## Source document
○ ○ ○ ○

Cellulose and beet pulp have been commonly used in the pet food industry to increase the dietary fiber content of cat foods. However, pet food companies seek alternatives to these so-called byproducts. Miscanthus grass is grown for its fiber content and may serve as an alternative to traditional fibrous ingredients. The objectives of this study were to determine the effects of fiber sources on extrusion processing and kibble structure of cat foods. Three replicate batches of a complete and balanced foods for adult cats at maintenance each containing 10% of Miscanthus grass, cellulose, or beet pulp was mixed and kibbles were produced on a single-screw extruder. Feed rate, preconditioner water and steam, extruder screw speed, extruder water and steam addition, and knife speed were adjusted to achieve a wet bulk density of 330 g/L. After extrusion, kibbles were dried at 115.5 ºC to less than 10% moisture. Dried kibbles were coated with chicken fat and flavor enhancer. No effects due to fiber source were reported for extrusion parameters or kibble measurements (P > 0.05) with the exception of compression energy, wherein kibbles produced with cellulose required more energy to compress than those containing beet pulp (6,917 N mm vs. 3,591 N mm, respectively). In conclusion, tested fiber sources had no impact on extrusion parameters and most kibble characteristics. Kibbles containing cellulose required more energy to compress than kibbles containing beet pulp. Miscanthus grass could be used as an alternative to traditional fiber sources used to produce cat foods.

○ ○ ○ ○

## Given instruction 1
In the cat food fiber study, which fiber source produced kibbles that needed more energy to compress than those made with beet pulp?
## Given instruction 2
Gather every line of the records that contains the string "trunk", treating uppercase and lowercase letters as different.
The text has no connection to the records.

[Dataset records]
○ ○ ○ ○

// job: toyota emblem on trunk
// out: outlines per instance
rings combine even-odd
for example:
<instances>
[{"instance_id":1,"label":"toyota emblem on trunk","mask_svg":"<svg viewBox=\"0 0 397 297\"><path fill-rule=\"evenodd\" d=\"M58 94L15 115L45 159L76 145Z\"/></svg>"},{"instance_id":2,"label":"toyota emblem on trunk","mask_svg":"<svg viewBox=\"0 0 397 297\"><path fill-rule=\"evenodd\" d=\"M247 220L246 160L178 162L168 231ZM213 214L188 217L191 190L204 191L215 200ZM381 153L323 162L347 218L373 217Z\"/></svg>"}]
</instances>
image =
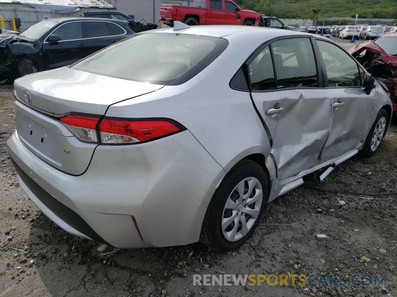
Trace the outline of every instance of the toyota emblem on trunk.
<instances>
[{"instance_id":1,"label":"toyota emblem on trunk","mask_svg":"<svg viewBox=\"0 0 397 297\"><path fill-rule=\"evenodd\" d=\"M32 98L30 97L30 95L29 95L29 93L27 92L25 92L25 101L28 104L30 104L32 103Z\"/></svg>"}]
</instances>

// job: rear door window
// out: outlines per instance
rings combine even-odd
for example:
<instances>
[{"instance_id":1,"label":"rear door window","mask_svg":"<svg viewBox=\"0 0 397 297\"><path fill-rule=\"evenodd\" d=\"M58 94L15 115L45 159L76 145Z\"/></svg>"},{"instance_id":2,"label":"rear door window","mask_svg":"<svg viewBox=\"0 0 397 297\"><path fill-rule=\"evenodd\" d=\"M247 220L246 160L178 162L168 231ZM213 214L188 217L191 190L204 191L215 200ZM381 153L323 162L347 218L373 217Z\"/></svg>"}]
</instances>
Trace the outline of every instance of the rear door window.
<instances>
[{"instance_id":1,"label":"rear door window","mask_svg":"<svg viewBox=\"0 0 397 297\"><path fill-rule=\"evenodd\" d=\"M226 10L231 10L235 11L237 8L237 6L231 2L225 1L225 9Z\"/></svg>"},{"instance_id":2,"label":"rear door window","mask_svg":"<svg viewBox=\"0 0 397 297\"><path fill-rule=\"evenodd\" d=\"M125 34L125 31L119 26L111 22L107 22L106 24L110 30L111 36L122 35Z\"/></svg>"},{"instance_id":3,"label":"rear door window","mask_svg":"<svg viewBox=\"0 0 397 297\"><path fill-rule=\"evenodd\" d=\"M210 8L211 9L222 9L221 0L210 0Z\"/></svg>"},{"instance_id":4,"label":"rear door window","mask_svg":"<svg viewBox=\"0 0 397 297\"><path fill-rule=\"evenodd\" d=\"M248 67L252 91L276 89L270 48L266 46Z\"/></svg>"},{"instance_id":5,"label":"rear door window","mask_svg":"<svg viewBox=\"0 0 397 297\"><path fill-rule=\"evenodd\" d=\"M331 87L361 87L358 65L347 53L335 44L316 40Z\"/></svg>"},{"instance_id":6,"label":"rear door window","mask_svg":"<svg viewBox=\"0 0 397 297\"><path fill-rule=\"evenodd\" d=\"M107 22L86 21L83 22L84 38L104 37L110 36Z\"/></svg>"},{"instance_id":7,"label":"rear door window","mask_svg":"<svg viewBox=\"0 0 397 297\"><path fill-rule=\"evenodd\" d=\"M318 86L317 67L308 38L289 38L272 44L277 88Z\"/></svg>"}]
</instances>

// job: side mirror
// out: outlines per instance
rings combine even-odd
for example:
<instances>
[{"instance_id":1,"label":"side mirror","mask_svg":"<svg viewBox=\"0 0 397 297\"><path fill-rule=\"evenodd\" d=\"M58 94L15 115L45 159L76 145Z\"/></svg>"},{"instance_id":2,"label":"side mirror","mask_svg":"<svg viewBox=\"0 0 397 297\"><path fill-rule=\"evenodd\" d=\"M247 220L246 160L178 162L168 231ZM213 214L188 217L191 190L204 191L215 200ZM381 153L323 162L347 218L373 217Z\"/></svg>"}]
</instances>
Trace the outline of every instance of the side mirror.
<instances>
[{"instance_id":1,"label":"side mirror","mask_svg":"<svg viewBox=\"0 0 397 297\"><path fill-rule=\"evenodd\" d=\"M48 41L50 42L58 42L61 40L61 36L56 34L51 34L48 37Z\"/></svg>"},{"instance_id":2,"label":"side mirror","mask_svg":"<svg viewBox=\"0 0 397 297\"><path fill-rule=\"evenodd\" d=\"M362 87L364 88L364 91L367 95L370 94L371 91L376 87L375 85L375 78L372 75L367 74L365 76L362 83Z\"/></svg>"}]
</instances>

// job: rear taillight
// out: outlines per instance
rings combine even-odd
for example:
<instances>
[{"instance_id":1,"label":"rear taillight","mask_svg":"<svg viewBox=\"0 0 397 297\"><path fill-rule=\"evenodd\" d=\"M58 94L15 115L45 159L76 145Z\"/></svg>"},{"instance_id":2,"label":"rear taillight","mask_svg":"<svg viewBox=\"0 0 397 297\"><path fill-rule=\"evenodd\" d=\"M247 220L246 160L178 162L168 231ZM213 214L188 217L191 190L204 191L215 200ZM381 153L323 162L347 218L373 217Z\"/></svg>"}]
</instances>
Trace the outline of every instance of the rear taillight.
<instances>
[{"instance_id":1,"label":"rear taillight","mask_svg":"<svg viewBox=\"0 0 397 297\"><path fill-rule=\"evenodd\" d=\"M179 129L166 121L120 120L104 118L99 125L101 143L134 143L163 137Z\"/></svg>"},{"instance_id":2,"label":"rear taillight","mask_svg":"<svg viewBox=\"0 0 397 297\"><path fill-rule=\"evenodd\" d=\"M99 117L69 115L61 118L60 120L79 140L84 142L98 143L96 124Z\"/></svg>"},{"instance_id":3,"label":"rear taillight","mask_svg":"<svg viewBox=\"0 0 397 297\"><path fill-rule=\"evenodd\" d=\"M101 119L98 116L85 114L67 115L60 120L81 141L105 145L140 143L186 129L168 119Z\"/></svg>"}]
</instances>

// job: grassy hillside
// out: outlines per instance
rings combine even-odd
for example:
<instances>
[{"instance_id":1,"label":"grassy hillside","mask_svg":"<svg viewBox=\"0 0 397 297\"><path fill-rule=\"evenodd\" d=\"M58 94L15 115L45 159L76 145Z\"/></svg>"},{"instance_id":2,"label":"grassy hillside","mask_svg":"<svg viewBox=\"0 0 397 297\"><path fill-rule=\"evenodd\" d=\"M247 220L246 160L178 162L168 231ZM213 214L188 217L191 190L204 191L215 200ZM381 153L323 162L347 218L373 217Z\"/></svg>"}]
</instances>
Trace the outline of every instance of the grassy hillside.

○ ○ ○ ○

## Task output 1
Cellulose

## Task output 2
// job: toyota emblem on trunk
[{"instance_id":1,"label":"toyota emblem on trunk","mask_svg":"<svg viewBox=\"0 0 397 297\"><path fill-rule=\"evenodd\" d=\"M58 94L15 115L45 159L76 145Z\"/></svg>"},{"instance_id":2,"label":"toyota emblem on trunk","mask_svg":"<svg viewBox=\"0 0 397 297\"><path fill-rule=\"evenodd\" d=\"M247 220L246 160L178 162L168 231ZM213 214L188 217L191 190L204 191L215 200ZM381 153L323 162L347 218L373 217Z\"/></svg>"}]
Trace the outline of every instance of the toyota emblem on trunk.
[{"instance_id":1,"label":"toyota emblem on trunk","mask_svg":"<svg viewBox=\"0 0 397 297\"><path fill-rule=\"evenodd\" d=\"M32 98L30 97L30 95L29 95L29 93L27 92L25 92L25 101L28 104L30 104L32 103Z\"/></svg>"}]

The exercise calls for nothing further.